— Objetivo 1 —
Localize nas entradas todas as linhas que contêm a palavra "rock" e copie-as.

— Bloco de texto —
|---|

Política de financiarização neoliberal dos EUA
vs. socialismo industrial da China
por Michael Hudson
Quase meio milénio atrás,
O Príncipe
de Niccolo Machiavelli descreveu três opções de como uma
potência conquistadora poderia tratar os estados que derrotou na guerra,
mas que "estavam habituados a viver sob suas próprias leis e em
liberdade: ... a primeira é arruiná-los, a seguinte é
residir lá pessoalmente, a terceira é permitir que vivam sob suas
próprias leis, arrecadando um tributo e nele estabelecendo uma
oligarquia que manterá amizade para consigo".
[1]
Maquiavel preferia a primeira opção, mencionando a
destruição de Cartago por Roma. Foi o que os Estados Unidos
fizeram com o Iraque e a Líbia depois de 2001. Mas na Nova Guerra Fria
de hoje o modo de destruição é em grande medida
económico, por meio de sanções comerciais e financeiras,
tal como as que os Estados Unidos impuseram à China, Rússia,
Irão, Venezuela e outros. adversários designados. A ideia
é negar-lhes insumos essenciais, principalmente em tecnologia e
processamento de informação essenciais, matérias-primas e
acesso a conexões bancárias e financeiras, tais como as
ameaças dos EUA de expulsar a Rússia do sistema de
compensação bancária SWIFT.
A segunda opção é ocupar os rivais. Isto é feito
apenas parcialmente pelas tropas nas 800 bases militares americanas no
exterior. Mas a ocupação habitual e mais eficiente é
através de aquisições corporativas americanas da sua
infraestrutura básica, possuindo seus activos mais lucrativos e
remetendo sua receita de volta ao núcleo imperial.
O presidente Trump disse que queria confiscar o petróleo do Iraque e da
Síria como reparação pelo custo da
destruição das suas sociedades. Seu sucessor, Joe Biden, procurou
em 2021 nomear Neera Tanden, leal a Hillary Clinton, para chefiar o Gabinete de
Gestão e Orçamento (OMB) do governo. Ela instou a que os Estados
Unidos obrigassem a Líbia a entregar suas vastas reservas de
petróleo como reparação pelo custo da
destruição da sua sociedade. "Temos um défice
gigante. Eles têm muito petróleo. A maior parte dos americanos
escolheria não se envolver no mundo por causa desse défice. Se
quisermos continuar a nos envolver no mundo, gestos como fazer com que
países ricos em petróleo nos paguem parcialmente
não me parecem loucura".

|---|

— Dados fornecidos —
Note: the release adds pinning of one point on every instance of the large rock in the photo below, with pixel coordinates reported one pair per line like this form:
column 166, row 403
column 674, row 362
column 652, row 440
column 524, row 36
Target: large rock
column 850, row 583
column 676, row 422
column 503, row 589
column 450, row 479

|---|

— Objetivo 2 —
No texto sobre a política dos EUA e o socialismo chinês, por que motivo Neera Tanden defendeu que a Líbia entregasse as suas reservas de petróleo aos Estados Unidos?

— Resultado do exercício 1 —
Note: the release adds pinning of one point on every instance of the large rock in the photo below, with pixel coordinates reported one pair per line like this form:
Target: large rock

— Resultado do exercício 2 —
Ela defendeu essa entrega como reparação pelo custo da destruição da sociedade líbia. Também argumentou que os Estados Unidos têm um défice gigante e a Líbia tem muito petróleo. Por isso, se quisessem continuar envolvidos no mundo, fazer países ricos em petróleo pagarem parcialmente não lhe parecia loucura.